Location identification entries
-- -- --

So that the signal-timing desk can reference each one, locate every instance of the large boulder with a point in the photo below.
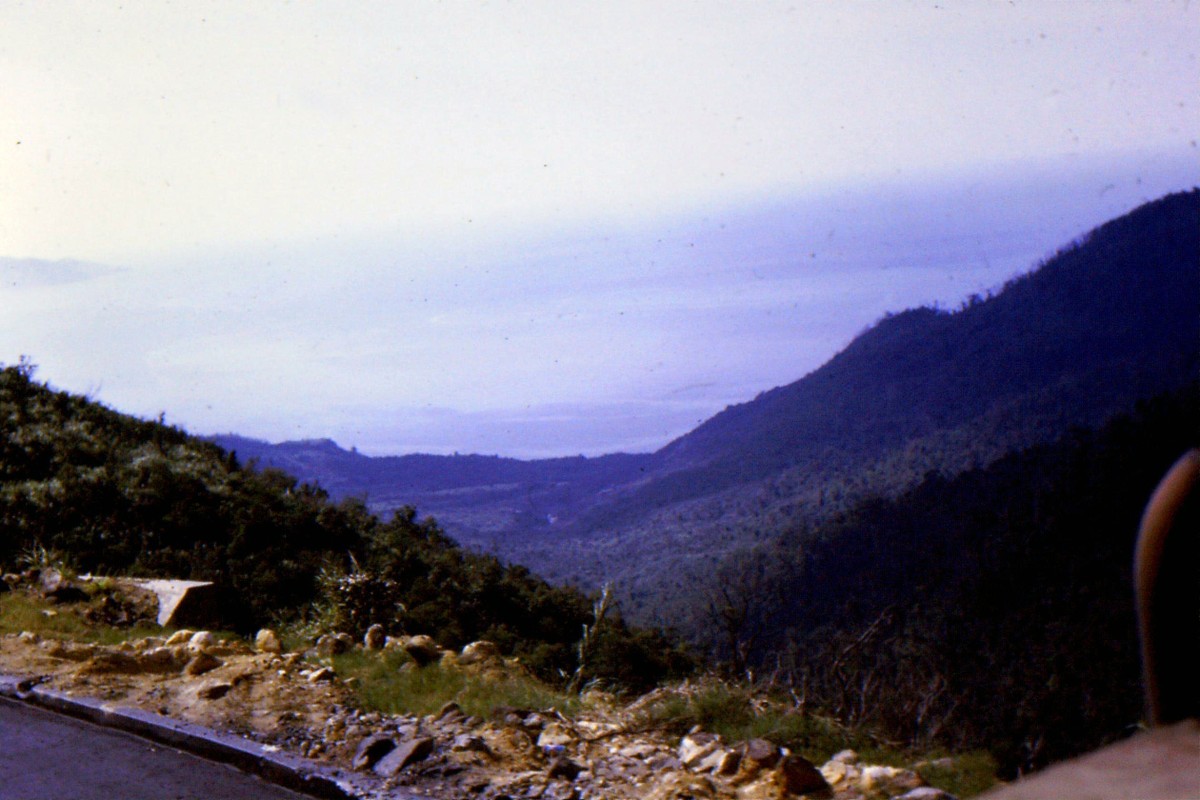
(423, 649)
(481, 651)
(375, 637)
(268, 641)
(181, 603)
(409, 751)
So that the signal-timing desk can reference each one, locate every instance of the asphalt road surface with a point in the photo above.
(46, 756)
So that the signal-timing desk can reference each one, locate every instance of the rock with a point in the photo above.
(268, 641)
(179, 637)
(214, 691)
(423, 649)
(696, 746)
(927, 793)
(888, 780)
(160, 660)
(721, 761)
(450, 713)
(845, 757)
(479, 651)
(839, 774)
(801, 776)
(375, 638)
(467, 743)
(407, 752)
(763, 753)
(564, 768)
(371, 750)
(201, 663)
(58, 588)
(324, 673)
(556, 734)
(641, 751)
(202, 641)
(186, 602)
(682, 786)
(331, 645)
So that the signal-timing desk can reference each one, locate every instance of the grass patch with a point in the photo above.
(967, 775)
(391, 683)
(23, 612)
(737, 714)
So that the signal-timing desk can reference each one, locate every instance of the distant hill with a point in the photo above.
(1110, 319)
(91, 489)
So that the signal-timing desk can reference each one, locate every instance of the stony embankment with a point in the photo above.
(298, 703)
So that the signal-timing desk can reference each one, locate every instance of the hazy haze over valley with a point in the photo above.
(538, 230)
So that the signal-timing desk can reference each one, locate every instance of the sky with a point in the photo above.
(543, 228)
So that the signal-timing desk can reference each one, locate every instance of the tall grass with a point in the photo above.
(391, 683)
(23, 612)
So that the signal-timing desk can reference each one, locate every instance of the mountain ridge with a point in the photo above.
(1107, 320)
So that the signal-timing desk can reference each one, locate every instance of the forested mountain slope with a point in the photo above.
(114, 494)
(991, 609)
(1110, 319)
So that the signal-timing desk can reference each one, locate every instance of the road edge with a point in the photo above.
(252, 757)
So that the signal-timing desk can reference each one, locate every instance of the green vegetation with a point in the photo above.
(738, 713)
(988, 611)
(391, 683)
(23, 612)
(964, 775)
(111, 494)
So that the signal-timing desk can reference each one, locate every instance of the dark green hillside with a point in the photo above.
(1109, 320)
(114, 494)
(991, 609)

-- -- --

[What this task involves]
Only the lines from the one that contains "ridge with a point in the photo above." to the end of the entries above should be given again, exactly and in full.

[Full answer]
So that the signal-timing desk can reference each one, locate every instance of the mountain ridge with a point in the photo above.
(1107, 320)
So that the signal-timing desk can reference each one, locate every instance of the forested mountain slope with a point in the photo above.
(114, 494)
(991, 609)
(1110, 319)
So that the signal-timing desk can reference each one, locate every instance of the road edge with a point in the photo above.
(252, 757)
So that the signal-timing desk can reference each one, locate every instance of the green vegetation with a point in the photo above.
(738, 713)
(988, 611)
(391, 683)
(23, 612)
(964, 775)
(111, 494)
So that the signal-timing desk can reference each one, locate every instance of the dark green hillside with a point in the photo above.
(1109, 320)
(114, 494)
(991, 609)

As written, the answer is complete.